→ **Written problem**
Render the stretch of lines from the one containing "Phrase: orange soup" through the one containing "x=175, y=32" as a JSON list of strings, one string per line and no blank lines.

→ **Data shown**
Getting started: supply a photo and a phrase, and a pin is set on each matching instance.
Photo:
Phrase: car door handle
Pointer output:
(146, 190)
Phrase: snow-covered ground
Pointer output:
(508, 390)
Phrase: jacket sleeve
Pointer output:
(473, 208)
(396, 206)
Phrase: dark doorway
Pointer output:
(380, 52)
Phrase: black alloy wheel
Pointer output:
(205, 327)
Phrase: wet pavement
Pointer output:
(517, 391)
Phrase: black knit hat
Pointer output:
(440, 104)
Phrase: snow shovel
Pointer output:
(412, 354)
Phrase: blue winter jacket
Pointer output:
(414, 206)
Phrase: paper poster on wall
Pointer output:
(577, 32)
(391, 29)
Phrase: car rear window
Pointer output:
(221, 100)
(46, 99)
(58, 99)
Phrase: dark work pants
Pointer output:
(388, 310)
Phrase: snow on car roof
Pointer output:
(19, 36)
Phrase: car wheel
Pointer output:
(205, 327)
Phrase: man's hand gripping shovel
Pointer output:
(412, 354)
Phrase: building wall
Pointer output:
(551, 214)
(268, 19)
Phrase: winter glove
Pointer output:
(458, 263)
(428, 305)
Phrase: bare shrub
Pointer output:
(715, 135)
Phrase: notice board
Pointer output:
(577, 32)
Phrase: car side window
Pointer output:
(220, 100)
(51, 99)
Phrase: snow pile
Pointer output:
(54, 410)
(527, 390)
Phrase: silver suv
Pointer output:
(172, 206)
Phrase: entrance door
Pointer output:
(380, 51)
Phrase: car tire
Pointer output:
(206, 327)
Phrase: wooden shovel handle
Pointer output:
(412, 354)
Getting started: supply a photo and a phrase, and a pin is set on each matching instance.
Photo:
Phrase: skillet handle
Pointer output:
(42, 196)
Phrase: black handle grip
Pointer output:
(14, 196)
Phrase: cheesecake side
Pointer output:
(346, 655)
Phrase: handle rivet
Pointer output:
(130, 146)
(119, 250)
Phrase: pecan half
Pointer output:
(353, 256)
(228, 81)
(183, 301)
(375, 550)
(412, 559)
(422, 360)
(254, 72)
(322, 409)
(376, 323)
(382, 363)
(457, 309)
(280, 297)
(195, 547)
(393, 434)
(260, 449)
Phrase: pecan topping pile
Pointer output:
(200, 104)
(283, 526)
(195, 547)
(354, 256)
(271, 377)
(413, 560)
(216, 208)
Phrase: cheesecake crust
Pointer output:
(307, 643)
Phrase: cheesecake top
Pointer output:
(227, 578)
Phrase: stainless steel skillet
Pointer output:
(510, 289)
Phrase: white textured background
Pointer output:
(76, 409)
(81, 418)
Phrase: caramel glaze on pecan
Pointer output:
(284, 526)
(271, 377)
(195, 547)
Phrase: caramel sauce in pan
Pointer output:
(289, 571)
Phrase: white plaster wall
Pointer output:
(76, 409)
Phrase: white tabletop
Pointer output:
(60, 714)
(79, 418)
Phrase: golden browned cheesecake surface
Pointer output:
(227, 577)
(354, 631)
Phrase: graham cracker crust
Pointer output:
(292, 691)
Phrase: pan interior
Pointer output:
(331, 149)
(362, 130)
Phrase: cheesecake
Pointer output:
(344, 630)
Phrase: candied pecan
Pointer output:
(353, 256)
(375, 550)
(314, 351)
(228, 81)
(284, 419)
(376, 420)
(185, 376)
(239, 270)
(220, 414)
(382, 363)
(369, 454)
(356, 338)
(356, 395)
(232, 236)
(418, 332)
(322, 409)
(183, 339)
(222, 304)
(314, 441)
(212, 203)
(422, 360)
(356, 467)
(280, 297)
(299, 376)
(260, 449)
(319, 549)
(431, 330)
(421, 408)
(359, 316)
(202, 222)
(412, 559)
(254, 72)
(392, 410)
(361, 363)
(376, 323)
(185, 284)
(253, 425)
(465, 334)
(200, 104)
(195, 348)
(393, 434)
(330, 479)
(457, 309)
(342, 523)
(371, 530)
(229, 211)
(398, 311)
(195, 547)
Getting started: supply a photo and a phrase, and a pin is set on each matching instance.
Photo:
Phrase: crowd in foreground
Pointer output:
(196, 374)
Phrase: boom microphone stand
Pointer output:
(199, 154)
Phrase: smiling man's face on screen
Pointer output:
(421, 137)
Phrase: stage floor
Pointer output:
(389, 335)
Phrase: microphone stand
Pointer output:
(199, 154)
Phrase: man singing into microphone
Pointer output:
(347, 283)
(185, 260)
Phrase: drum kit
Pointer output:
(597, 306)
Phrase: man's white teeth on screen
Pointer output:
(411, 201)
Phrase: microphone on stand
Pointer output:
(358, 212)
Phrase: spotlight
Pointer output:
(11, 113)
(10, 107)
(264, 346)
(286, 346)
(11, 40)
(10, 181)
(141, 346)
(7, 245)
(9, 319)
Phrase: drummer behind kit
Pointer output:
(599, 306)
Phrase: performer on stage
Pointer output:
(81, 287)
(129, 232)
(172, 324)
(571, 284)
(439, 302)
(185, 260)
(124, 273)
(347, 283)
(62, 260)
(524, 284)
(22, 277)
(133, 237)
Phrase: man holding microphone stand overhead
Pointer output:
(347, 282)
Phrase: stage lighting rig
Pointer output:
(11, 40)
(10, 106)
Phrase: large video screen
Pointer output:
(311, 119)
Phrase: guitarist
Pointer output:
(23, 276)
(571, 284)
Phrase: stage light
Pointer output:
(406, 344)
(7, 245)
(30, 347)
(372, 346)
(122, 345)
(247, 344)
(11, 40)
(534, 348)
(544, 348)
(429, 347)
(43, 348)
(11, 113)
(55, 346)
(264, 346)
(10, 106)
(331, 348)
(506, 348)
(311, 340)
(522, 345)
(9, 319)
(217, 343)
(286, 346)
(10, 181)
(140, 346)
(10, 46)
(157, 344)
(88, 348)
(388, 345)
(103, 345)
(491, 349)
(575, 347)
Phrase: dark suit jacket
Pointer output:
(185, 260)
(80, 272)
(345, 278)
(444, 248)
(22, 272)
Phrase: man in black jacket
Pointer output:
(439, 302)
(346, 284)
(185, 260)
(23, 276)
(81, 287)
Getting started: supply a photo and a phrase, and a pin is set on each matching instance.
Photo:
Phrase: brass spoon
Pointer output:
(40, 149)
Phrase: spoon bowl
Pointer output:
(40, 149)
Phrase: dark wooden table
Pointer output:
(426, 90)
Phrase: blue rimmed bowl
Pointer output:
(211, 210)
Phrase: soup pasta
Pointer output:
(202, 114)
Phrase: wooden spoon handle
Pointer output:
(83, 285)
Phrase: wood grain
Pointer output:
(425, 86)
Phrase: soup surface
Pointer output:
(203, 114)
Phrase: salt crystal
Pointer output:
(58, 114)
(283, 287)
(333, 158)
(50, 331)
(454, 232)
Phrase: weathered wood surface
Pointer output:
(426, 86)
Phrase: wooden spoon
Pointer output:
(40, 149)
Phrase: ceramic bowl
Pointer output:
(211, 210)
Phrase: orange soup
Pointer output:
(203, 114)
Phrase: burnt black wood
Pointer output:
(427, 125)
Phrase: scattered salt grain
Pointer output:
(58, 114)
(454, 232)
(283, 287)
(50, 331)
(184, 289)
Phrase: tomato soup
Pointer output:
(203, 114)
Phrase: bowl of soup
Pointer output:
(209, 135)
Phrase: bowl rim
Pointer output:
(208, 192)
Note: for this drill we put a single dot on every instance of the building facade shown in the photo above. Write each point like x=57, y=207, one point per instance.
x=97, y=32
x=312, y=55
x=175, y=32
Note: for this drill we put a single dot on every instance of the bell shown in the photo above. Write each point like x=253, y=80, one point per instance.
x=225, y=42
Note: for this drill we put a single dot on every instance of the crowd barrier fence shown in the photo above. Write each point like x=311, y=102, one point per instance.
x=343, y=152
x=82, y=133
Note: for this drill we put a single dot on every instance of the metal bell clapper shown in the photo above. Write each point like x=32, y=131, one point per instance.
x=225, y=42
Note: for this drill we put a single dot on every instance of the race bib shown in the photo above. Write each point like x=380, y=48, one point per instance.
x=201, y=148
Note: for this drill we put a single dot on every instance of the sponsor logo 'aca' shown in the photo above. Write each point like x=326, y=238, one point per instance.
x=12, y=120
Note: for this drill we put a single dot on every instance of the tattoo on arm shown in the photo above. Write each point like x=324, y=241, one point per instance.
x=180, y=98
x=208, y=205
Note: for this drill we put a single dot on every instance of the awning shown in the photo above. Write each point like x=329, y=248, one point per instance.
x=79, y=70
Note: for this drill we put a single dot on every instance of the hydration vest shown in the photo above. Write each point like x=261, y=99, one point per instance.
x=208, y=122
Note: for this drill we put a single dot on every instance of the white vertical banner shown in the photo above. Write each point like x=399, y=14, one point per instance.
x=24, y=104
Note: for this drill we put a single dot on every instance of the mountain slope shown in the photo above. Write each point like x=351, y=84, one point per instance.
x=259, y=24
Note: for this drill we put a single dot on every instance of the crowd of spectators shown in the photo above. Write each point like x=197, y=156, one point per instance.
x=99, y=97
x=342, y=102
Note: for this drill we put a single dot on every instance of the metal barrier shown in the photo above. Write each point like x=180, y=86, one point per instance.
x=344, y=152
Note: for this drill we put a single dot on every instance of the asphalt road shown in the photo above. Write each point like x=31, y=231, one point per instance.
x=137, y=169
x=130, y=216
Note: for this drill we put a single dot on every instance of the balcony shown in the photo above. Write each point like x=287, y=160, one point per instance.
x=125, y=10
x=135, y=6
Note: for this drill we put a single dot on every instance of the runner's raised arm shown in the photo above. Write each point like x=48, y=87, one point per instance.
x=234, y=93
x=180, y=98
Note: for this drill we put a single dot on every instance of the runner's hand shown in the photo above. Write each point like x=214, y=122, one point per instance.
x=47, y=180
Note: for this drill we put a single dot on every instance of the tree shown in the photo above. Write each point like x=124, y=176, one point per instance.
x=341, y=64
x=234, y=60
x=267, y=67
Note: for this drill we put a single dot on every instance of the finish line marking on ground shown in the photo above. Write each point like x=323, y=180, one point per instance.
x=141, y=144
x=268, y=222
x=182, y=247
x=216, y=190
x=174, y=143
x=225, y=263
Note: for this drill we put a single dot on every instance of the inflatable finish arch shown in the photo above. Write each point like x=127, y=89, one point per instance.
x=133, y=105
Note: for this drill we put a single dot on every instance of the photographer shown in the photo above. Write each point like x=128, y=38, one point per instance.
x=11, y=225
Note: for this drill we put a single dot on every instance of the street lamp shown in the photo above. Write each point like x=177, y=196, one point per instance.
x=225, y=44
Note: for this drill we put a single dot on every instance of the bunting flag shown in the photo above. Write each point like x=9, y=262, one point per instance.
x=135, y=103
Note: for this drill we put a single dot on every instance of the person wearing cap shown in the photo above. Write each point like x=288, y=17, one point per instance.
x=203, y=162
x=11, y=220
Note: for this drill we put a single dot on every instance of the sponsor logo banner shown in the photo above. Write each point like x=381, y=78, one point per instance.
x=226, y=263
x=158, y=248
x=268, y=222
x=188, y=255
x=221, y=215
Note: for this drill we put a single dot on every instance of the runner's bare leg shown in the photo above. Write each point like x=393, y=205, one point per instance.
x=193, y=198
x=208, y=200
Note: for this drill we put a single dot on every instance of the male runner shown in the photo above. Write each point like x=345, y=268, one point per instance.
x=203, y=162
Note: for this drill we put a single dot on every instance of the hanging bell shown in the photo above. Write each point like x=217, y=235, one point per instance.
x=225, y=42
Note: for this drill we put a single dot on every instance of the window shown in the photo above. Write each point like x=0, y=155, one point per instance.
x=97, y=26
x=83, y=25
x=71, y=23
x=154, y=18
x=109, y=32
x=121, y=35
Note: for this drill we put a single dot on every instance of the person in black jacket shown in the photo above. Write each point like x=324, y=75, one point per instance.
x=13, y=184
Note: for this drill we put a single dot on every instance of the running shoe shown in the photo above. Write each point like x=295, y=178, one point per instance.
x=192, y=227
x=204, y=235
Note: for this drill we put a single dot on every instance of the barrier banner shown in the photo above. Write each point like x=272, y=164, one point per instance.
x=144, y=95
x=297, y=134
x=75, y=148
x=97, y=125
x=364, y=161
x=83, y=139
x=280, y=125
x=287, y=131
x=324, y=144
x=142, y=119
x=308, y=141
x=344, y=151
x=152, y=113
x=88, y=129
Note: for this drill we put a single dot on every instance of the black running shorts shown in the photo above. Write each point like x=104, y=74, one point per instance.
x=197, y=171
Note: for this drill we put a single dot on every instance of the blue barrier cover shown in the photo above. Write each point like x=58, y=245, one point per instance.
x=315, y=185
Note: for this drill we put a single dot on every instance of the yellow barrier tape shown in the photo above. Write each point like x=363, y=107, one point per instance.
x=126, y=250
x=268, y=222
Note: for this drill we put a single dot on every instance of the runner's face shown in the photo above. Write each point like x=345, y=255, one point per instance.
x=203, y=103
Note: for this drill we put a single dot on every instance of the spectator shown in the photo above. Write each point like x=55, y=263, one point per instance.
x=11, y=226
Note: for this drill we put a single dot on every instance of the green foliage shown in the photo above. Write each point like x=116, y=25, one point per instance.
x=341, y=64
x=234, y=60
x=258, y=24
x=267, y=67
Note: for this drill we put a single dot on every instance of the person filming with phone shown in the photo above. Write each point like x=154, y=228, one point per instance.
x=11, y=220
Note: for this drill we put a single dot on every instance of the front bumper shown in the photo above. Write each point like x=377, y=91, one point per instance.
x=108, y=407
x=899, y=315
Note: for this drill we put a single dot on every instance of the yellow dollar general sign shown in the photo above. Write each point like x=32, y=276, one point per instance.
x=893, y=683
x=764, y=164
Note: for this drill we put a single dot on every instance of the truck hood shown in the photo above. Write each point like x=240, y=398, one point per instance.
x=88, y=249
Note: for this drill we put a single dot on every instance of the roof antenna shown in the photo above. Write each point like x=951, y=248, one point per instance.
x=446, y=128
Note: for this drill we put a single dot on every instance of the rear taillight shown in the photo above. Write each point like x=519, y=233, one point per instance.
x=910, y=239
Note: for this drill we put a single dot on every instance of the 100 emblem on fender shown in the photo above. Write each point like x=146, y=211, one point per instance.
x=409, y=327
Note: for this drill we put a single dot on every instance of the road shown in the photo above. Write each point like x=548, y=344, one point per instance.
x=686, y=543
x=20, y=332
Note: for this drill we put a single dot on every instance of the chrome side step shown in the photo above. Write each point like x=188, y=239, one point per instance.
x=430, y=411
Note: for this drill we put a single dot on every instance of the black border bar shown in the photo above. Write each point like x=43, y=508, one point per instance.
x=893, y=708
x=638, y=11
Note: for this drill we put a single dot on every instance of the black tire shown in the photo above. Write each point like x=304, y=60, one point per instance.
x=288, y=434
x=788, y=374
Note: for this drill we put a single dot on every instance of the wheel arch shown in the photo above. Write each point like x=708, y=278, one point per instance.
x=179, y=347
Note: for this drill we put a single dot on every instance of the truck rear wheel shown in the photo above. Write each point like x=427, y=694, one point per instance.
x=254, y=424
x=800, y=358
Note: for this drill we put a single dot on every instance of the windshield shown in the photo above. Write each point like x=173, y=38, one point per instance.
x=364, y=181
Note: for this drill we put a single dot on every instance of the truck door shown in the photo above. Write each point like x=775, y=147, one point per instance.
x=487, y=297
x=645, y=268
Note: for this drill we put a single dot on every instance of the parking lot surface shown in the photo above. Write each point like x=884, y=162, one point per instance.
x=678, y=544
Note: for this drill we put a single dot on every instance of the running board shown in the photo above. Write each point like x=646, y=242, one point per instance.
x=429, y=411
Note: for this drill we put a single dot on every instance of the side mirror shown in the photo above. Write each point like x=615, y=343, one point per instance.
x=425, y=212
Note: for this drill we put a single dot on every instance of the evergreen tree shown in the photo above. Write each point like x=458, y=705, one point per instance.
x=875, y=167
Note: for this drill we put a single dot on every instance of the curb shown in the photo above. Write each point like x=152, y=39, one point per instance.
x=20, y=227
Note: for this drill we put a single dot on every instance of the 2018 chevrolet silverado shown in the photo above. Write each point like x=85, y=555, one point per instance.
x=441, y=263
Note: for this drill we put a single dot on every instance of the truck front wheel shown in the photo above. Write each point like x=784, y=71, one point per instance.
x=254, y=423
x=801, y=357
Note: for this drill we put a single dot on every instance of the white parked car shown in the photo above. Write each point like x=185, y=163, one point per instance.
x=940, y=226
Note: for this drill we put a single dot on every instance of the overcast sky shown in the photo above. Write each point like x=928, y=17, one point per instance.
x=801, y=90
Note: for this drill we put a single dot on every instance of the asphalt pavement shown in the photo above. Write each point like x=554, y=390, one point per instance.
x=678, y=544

→ **Exercise solution**
[
  "Phrase: orange soup",
  "Pointer output:",
  "(203, 114)",
  "Phrase: burnt black wood",
  "Pointer output:",
  "(427, 125)",
  "Phrase: scattered salt grain",
  "Pointer output:",
  "(58, 114)",
  "(454, 232)",
  "(283, 287)",
  "(50, 331)",
  "(184, 289)",
  "Phrase: tomato soup",
  "Pointer output:",
  "(203, 114)",
  "Phrase: bowl of soup",
  "Pointer output:",
  "(209, 135)",
  "Phrase: bowl rim",
  "Pointer output:",
  "(208, 192)",
  "Note: for this drill we put a single dot on every instance of the building facade shown in the photo above. Write each point like x=57, y=207, one point per instance.",
  "x=97, y=32",
  "x=312, y=55",
  "x=175, y=32"
]